SHORT EXERCISE: Recast all of the data below as a numbered list, leaving out any blank lines.

PROVIDED DATA:
<<<<

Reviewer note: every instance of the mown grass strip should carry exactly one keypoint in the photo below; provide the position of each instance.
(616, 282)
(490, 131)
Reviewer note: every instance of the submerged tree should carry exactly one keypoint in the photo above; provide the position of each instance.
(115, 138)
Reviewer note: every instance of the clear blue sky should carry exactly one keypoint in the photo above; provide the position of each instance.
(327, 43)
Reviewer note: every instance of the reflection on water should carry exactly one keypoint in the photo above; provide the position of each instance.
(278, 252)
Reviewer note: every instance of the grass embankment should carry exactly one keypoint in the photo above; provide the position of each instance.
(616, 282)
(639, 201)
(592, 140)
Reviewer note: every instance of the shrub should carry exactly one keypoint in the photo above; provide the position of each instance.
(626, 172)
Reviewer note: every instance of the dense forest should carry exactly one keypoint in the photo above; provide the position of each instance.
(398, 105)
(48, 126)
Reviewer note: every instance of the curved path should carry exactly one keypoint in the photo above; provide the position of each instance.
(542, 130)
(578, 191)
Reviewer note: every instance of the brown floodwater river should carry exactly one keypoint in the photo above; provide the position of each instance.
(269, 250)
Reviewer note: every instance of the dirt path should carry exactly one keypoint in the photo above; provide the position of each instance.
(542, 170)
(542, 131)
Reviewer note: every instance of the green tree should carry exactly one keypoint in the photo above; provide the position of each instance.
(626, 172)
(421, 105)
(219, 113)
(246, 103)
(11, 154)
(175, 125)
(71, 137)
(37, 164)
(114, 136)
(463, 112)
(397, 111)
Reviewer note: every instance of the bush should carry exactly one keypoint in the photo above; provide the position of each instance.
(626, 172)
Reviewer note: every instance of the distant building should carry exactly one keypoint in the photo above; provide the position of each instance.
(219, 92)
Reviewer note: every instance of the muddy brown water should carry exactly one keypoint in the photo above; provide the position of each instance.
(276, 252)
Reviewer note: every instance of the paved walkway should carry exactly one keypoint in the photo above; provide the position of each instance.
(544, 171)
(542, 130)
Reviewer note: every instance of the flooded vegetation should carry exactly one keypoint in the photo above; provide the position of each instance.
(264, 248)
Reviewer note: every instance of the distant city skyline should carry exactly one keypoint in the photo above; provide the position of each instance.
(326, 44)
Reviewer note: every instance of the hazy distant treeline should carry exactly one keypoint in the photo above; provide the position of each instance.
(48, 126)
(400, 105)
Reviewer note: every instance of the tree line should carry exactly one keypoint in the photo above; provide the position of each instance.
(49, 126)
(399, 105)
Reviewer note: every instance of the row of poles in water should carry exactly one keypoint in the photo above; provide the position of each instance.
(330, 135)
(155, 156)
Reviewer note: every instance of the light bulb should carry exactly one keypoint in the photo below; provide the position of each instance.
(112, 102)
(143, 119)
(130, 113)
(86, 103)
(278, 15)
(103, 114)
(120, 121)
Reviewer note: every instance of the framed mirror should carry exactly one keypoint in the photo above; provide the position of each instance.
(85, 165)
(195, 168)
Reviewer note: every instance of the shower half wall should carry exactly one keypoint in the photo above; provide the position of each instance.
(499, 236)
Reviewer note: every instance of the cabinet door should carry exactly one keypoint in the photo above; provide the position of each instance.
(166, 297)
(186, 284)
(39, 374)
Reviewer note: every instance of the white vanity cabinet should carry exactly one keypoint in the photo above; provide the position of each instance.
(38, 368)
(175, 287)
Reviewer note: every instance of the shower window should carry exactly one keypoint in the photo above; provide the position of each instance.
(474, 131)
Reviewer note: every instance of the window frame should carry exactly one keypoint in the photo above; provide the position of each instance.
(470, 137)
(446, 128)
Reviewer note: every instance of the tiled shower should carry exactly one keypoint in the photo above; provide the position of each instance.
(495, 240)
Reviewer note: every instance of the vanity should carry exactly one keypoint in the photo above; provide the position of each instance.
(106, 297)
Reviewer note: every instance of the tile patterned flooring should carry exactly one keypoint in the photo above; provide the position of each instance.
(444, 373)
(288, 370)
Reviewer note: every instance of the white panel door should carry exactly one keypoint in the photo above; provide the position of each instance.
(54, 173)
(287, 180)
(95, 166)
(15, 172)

>>>>

PROBLEM SOLUTION:
1. Reviewer note: every instance of the mown grass strip should carry exactly one keypoint in the photo below; provide the position of each instance.
2. (616, 282)
3. (490, 131)
4. Reviewer note: every instance of the submerged tree should carry exactly one keypoint in the photo above; provide the position of each instance.
5. (115, 138)
6. Reviewer note: every instance of the clear blue sky should carry exactly one keypoint in the photo above; provide the position of each instance.
7. (327, 43)
8. Reviewer note: every instance of the reflection on water should carry exactly one keypoint in the photo above; provide the position of each instance.
9. (278, 252)
10. Reviewer note: every instance of the grass embankment should carry exactly one keypoint in the photo above; provide the position of each instance.
11. (616, 282)
12. (639, 201)
13. (592, 140)
14. Reviewer note: every instance of the shrub should carry exactly one keypoint in the photo above; provide the position of each instance.
15. (626, 172)
16. Reviewer note: every instance of the dense forest should carry exactly one keypoint in the photo above; provide the position of each instance.
17. (398, 105)
18. (48, 126)
19. Reviewer note: every instance of the curved path should carry exactly one keypoint in the photo above; provide the position of each instance.
20. (542, 130)
21. (578, 191)
22. Reviewer note: every instance of the brown floodwater river should carry exactly one keypoint in the photo above; provide the position of each instance.
23. (269, 250)
24. Reviewer note: every instance of the dirt path should carry exactly one keypoint in the photo above; provide the position of each instance.
25. (542, 170)
26. (542, 131)
27. Reviewer note: every instance of the green tree should carry exactly one keypoint in the photo above; provide the position of each instance.
28. (626, 172)
29. (421, 105)
30. (219, 113)
31. (246, 103)
32. (11, 154)
33. (175, 125)
34. (71, 137)
35. (37, 164)
36. (114, 136)
37. (463, 112)
38. (397, 111)
39. Reviewer note: every instance of the bush should carry exactly one keypoint in the photo above; provide the position of each instance.
40. (626, 172)
41. Reviewer note: every instance of the distant building should carry exactly one keypoint in the photo above; provide the position of each instance.
42. (219, 92)
43. Reviewer note: every instance of the muddy brown water should carry exactly one keypoint in the photo above; provide the position of each instance.
44. (276, 252)
45. Reviewer note: every instance of the paved walkway should carry exactly one keypoint in the photo above; provide the position of each instance.
46. (544, 171)
47. (542, 130)
48. Reviewer note: every instance of the flooded vegetation should carry exactly one keypoint in the photo above; provide the position of each instance.
49. (264, 248)
50. Reviewer note: every instance of the distant city skyline should carry exactly one keypoint in the photo above; provide the position of each instance.
51. (326, 44)
52. Reviewer note: every instance of the hazy distant treeline should carry exactly one keypoint in the photo above; provide the position of each instance.
53. (48, 126)
54. (400, 105)
55. Reviewer note: every instance of the tree line should carry exactly one keypoint in the photo above; provide the position of each instance.
56. (49, 126)
57. (399, 105)
58. Reviewer note: every instance of the row of poles in water should carry exactly one keypoint in the photo above; provide the position of each instance.
59. (330, 135)
60. (155, 156)
61. Reviewer note: every instance of the light bulb should carry exactly one keypoint in the photo below; provide the position of each instance.
62. (112, 102)
63. (143, 119)
64. (130, 113)
65. (86, 103)
66. (278, 15)
67. (103, 114)
68. (120, 121)
69. Reviewer note: every instance of the framed mirror should carry exactly one keypoint in the photo above; provide the position of each instance.
70. (85, 165)
71. (195, 168)
72. Reviewer note: every instance of the shower half wall should carry exactly one keypoint in the photo above; provide the position of each instance.
73. (499, 236)
74. Reviewer note: every instance of the cabinet door should carry exactly one keypoint in the photo above; provide the position of each instance.
75. (166, 297)
76. (186, 284)
77. (39, 374)
78. Reviewer note: every instance of the white vanity cabinet should carry exactly one keypoint in the photo above; provide the position of each instance.
79. (38, 368)
80. (175, 287)
81. Reviewer note: every instance of the shower window should carry exactly one keypoint in the photo above; provide the position of each instance.
82. (474, 131)
83. Reviewer note: every instance of the window frame should carry exactly one keypoint in the photo above; provide the position of each instance.
84. (470, 137)
85. (446, 128)
86. Reviewer note: every instance of the tiled shower should carry exactly one keypoint in the photo above; provide the position of each instance.
87. (495, 240)
88. Reviewer note: every instance of the vanity should carry exactly one keypoint in the photo above; provide the position of each instance.
89. (106, 297)
90. Reviewer note: every instance of the tile patterned flooring should carry exactly one keypoint in the photo above; provide the position of each instance.
91. (444, 373)
92. (288, 370)
93. Reviewer note: every instance of the white panel door should carry exactly one keypoint in the photo above; provide the position of each instance.
94. (54, 173)
95. (287, 180)
96. (95, 166)
97. (15, 172)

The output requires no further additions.